My whole 4 years at university have been marked by one constant question: “How is she?” It has been one constant worry – would today be the day I got the phone call saying she was in hospital? Would today be the day she became another statistic? A third of anorexia sufferers die from their disease – and my biggest fear is my sister becoming one of them.
Ironically the time I worried least is when she was at her sickest, because at least then she was getting the help she so desperately needed. She spent 8 months at a specialist adolescent eating disorder unit with girls varying in age from 7-17, and I truly believe the time she spent here saved her life. But to this day she still has nightmares about this place.
The hospital was fortunately close to us, only a 30-40 minute drive, but there were girls here from all over the country. I cannot imagine the pain their families must have been in – knowing their child, sister, or cousin was suffering so much and they couldn’t be there or driving 3 hours to see their child cry and scream. We were permitted one phone call a day – alarms would, and still do, go off around our house at 5:30 every day. The fear of missing a phone call and letting her down on what could have been her worst day meant that everything else stopped for those 15 minutes.
I feel lucky that for most of Ellie’s illness I was at university – it was rarely something I had to come face-to-face with. However, when holidays came around it was a shock to the system and still it tears me apart to see my sister hurting that much. I will never forget Christmas 2013. Ellie was still an in-patient, very much in the thralls of anorexia nervosa. We spent Christmas Eve in hospital with her playing air hockey and for those few moments we forgot where we were, but having to leave her there that night knowing she would wake up alone on Christmas day brings tears to my eyes two years later. On Christmas Day we had our Christmas dinner at 8pm, because we couldn’t eat during the 4 hours she was allowed home for. We’re yet to have a Christmas that feels ‘normal’ again.
Mental illness is something that has long plagued my family. The shadow that lurks behind every corner. Insidious and sly. Creeping until all of a sudden – it consumes. It worms its way into every action, every thought. It’s not only the sufferer, you can see the aftershock echo through the family etching itself into them as worry lines, tears, panicked phone calls, and even manifesting itself as mental illnesses in them. It’s not my sister I worry most about now – my dad previously someone who was, in my eyes, indestructible, a superhero in many ways, I now see as painfully human. Someone who suffers so much because of how this illness has torn my family apart and I wish more than anything that I could put it back together.
I wish more than anything that she could be better. There is nothing I would not trade for that. But, my god, I am so proud of her for trying.

[Saved data entries]
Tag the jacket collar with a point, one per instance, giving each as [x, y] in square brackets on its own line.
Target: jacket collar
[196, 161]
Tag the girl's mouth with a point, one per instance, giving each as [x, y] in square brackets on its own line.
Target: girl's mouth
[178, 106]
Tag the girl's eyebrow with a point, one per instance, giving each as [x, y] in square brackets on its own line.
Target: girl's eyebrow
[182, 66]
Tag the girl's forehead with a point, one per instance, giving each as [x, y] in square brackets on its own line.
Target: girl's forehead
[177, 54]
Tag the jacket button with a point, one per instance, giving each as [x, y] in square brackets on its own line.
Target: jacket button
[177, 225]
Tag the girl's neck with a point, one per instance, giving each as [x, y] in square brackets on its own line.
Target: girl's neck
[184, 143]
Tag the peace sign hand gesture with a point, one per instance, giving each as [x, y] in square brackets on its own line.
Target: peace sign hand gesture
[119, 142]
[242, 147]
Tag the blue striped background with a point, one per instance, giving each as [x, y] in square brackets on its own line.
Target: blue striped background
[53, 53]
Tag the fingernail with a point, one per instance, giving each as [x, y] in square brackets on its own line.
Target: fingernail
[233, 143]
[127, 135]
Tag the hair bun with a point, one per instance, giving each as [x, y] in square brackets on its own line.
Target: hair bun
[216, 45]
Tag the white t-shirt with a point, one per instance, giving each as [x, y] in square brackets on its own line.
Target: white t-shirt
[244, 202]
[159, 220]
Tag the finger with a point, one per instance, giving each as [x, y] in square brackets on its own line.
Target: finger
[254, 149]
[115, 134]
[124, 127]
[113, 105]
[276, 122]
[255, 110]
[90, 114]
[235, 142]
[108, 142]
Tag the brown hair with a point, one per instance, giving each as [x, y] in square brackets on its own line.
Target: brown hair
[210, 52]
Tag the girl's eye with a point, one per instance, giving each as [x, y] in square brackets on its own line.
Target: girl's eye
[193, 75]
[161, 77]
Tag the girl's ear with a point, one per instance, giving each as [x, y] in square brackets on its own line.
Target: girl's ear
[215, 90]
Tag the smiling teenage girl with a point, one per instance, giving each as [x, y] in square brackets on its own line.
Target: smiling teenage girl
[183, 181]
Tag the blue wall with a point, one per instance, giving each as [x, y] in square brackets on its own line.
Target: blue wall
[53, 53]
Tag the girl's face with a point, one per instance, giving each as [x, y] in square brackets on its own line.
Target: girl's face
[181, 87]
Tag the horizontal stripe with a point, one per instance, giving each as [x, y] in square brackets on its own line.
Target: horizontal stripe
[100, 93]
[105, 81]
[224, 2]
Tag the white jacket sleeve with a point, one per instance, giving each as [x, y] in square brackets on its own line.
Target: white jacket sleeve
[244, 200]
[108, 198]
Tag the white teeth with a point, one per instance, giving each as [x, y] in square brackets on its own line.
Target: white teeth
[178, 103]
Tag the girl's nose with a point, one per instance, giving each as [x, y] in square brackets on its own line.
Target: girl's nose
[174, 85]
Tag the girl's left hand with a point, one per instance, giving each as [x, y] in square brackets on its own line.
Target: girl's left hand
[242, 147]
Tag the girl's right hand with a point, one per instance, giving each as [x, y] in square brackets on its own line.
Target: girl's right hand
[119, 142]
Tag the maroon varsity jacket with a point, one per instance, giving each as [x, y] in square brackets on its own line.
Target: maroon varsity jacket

--

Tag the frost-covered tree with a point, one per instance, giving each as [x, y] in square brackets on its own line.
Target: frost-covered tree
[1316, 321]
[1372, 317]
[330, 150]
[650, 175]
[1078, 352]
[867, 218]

ASSIGNED TASK 1> Translate this sentence from the piece about a sister's anorexia into Spanish: "I will never forget Christmas 2013."
ASSIGNED TASK 2> Copy the piece about a sister's anorexia word for word, from "Ironically the time" to "about this place.".
None of this saved data is needed.

RESPONSE BOX 1> Nunca olvidaré la Navidad de 2013.

RESPONSE BOX 2>
Ironically the time I worried least is when she was at her sickest, because at least then she was getting the help she so desperately needed. She spent 8 months at a specialist adolescent eating disorder unit with girls varying in age from 7-17, and I truly believe the time she spent here saved her life. But to this day she still has nightmares about this place.